WORK TO DO:
Rewrite the items below as a two-column CSV with the header columns instruction and outline. Give one row per item, putting the item's text and its answer each in a single quoted field with line breaks replaced by spaces, and leave the pictures out.

DATA:
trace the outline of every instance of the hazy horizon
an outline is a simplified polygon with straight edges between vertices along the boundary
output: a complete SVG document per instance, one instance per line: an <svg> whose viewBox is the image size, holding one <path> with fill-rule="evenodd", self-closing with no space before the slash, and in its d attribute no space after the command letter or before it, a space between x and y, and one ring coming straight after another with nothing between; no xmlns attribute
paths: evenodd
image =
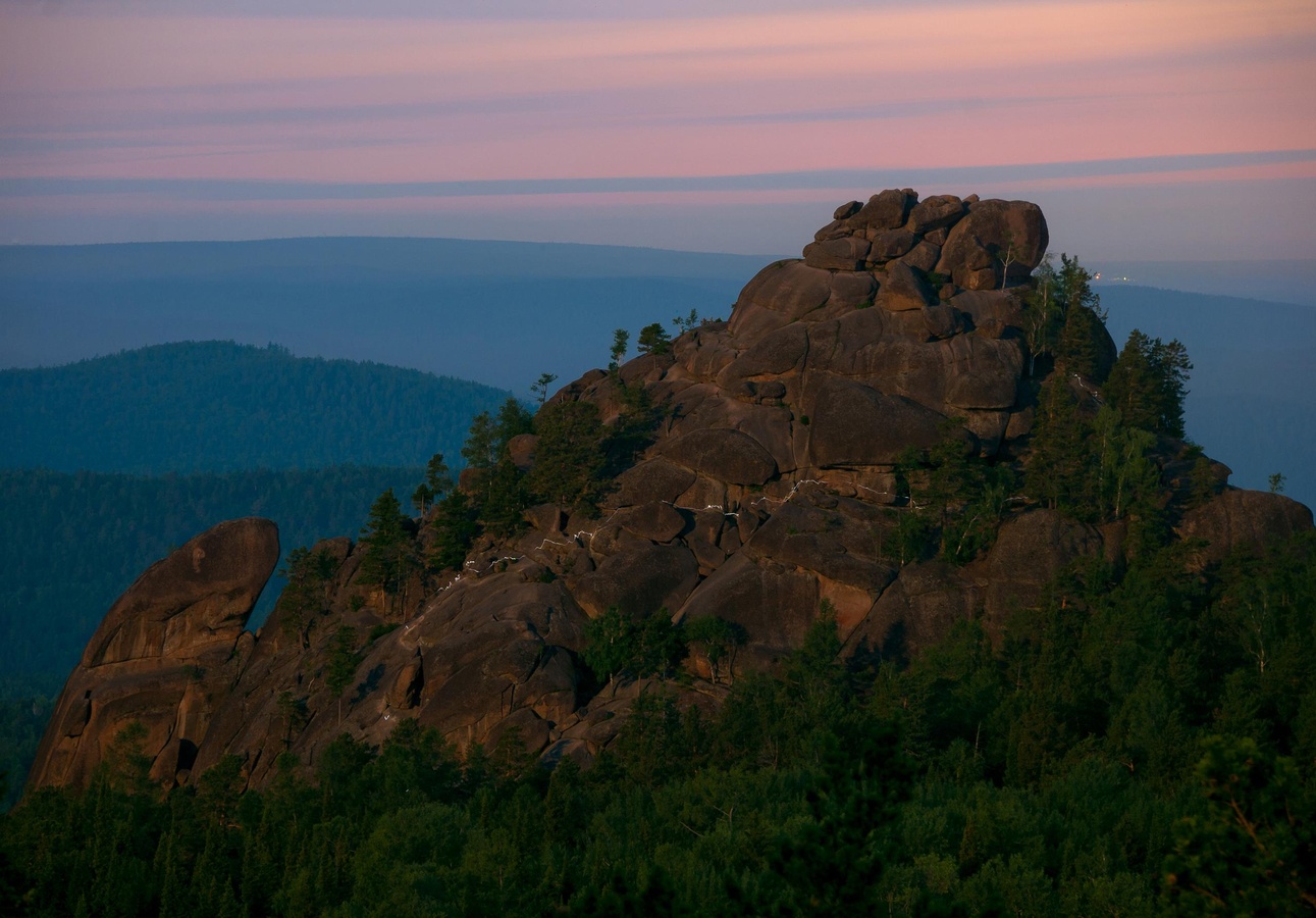
<svg viewBox="0 0 1316 918"><path fill-rule="evenodd" d="M797 252L884 187L1087 259L1316 252L1298 0L0 0L0 242Z"/></svg>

COMPLETE OUTPUT:
instruction,outline
"trace the outline of every instance of the hazy horizon an outline is a simplified polygon with straight edges between vertices along the boundary output: a complete SVG document per instance, one instance per line: an <svg> whose viewBox is the image size, holding one <path> with fill-rule=""evenodd"", self-closing with no space before the slash, and in its d attribute no space after the command letter or before it, a space between x and y, and one ring coming straight after another with nothing between; no xmlns attribute paths: evenodd image =","<svg viewBox=""0 0 1316 918""><path fill-rule=""evenodd"" d=""M797 252L884 187L1087 259L1316 252L1298 0L0 0L0 242Z""/></svg>"